### Record list
++++++++++

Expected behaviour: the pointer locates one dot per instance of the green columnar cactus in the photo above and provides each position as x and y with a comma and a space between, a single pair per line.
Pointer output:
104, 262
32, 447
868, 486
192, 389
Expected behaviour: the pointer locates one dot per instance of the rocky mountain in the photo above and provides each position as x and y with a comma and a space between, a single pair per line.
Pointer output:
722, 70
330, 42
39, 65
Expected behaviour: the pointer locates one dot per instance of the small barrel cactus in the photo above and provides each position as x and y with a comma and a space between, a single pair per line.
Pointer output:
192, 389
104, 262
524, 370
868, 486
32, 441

++++++++++

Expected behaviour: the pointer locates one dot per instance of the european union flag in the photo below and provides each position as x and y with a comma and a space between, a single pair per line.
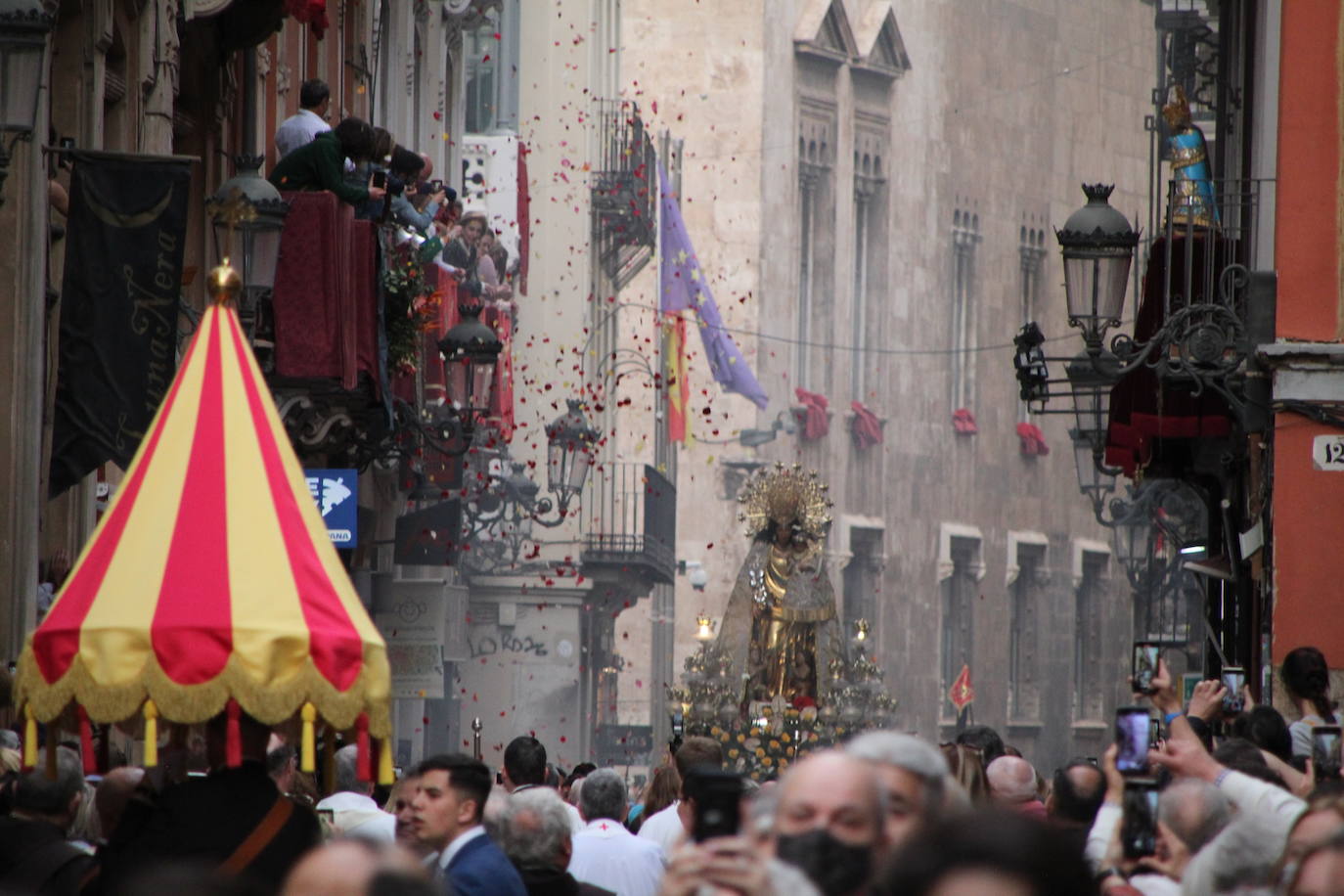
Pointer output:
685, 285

++++++++++

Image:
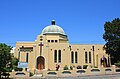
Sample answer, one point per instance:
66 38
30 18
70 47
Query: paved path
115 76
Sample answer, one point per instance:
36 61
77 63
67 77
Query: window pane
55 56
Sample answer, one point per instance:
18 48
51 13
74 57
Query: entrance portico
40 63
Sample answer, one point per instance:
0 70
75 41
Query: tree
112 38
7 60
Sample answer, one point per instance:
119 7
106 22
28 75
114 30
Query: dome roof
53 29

++++++++++

### Exercise goal
Count the rows above in which the word "each" appears, matching case exactly, and reply with that number alone.

### Result
4